BRIEF:
In the book review below, retype the part that begins with the words containing "Preaching Christ means" and ends with "and First Things.".

DOCUMENT EXTRACT:
__________________________________________________
Preaching Christ means to feed the soul, make it righteous, set it free, and save it,” wrote Luther. Fr. Leonard R. Klein took that exhortation to heart. After many years of faithful service in the Evangelical Lutheran Church in America, Klein became the first married Protestant pastor ordained to the Catholic priesthood in the Diocese of Wilmington. A Grain of Wheat, a new collection of sermons edited by his wife Christa Ressmeyer Klein, showcases the homiletic gifts of this longtime friend of Fr. Richard John Neuhaus and First Things.

Like Neuhaus, Klein studied under Arthur Carl Piepkorn, professor of systematic theology at Concordia Seminary, St. Louis. Piepkorn understood Lutheranism as a reforming movement within the one, holy, catholic, and apostolic church, rather than an autonomous Protestant “denomination.” Although Klein departed from his original ecclesial tradition, his sermons prove he did not abandon the nuances of its theological character, retaining a very Lutheran “theology of the cross.”

“The powers of this present age despise the cross because it is a competing source of authority,” he declares in a 2018 Good Friday sermon. “They despise it also because the cross presents the world with a Savior, thereby announcing that it needs one, and thus cutting to the heart of all human pride, pretense, and arrogance.” Those words echo Luther's repudiation of man’s “theology of glory.” Indeed, Klein ended his final sermon as a Lutheran pastor by citing Luther’s humble last words: “We are beggars, that is the truth.”

That Lutheran recognition of the reality of sin and suffering suffuses A Grain of Wheat. “We reached for the apple and got the snake,” Klein wryly observes in an Easter Sunday homily that features a persuasive articulation of the historical evidence of the resurrection. He ends that homily by exhorting his congregation: “Since Jesus lives, your life is not a tragedy; it is a comedy—worth a smile, indeed joyous laughter, for in the resurrection the radiance of God’s love has shone across the world.”

Klein interprets our lives through the lens of a grand narrative directed by the risen Christ. He explains in a Christmas sermon: “The beauty of our faith is that our life is not an aimless procession to the grave. We are part of a heroic saga, following the way of the cross to the life of the resurrection.” Perhaps that vision explains why his homilies are impressively littered with references to Dante’s Divine Comedy and Bach’s St. Matthews Passion, as well as William Butler Yeats and Robert Hugh Benson. Reflecting his musical tastes—or maybe an attempt to relate to parishioners?—he also cites the lyrics of Tom Petty and Sheryl Crow.
__________________________________________________
Spatial localization data:
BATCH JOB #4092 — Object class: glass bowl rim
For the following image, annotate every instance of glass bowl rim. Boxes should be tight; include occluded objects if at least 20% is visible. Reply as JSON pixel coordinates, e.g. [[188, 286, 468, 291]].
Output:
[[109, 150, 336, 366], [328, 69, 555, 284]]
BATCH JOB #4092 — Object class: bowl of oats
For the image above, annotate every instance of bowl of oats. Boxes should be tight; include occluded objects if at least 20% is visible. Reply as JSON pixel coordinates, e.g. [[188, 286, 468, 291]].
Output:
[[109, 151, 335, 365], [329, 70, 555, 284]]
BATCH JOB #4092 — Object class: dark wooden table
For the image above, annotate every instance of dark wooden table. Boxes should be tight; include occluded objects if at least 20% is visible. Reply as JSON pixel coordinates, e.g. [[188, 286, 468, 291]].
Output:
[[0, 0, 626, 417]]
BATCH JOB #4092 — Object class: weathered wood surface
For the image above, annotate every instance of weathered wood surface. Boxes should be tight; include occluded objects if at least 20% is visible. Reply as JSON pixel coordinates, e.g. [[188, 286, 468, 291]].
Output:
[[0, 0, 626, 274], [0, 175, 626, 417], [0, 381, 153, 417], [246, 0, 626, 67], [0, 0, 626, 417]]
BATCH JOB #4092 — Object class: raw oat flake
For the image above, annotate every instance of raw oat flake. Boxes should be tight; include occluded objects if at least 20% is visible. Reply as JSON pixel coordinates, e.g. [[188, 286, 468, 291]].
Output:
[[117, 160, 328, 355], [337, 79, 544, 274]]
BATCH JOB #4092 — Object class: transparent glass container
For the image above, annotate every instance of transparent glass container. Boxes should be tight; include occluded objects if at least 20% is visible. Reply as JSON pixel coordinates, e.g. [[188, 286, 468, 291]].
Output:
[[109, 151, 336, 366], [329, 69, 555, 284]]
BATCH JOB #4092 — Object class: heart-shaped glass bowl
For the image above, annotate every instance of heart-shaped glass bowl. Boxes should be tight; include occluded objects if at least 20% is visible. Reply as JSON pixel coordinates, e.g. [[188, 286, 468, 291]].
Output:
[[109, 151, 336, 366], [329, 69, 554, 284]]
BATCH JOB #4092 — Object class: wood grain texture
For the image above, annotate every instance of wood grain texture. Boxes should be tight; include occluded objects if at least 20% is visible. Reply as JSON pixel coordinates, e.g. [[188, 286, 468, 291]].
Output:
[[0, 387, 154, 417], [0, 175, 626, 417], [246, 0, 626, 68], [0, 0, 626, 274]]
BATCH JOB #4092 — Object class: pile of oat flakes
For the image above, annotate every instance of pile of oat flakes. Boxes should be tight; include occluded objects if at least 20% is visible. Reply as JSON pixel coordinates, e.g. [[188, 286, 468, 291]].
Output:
__________________________________________________
RESULT FOR THIS TASK:
Preaching Christ means to feed the soul, make it righteous, set it free, and save it,” wrote Luther. Fr. Leonard R. Klein took that exhortation to heart. After many years of faithful service in the Evangelical Lutheran Church in America, Klein became the first married Protestant pastor ordained to the Catholic priesthood in the Diocese of Wilmington. A Grain of Wheat, a new collection of sermons edited by his wife Christa Ressmeyer Klein, showcases the homiletic gifts of this longtime friend of Fr. Richard John Neuhaus and First Things.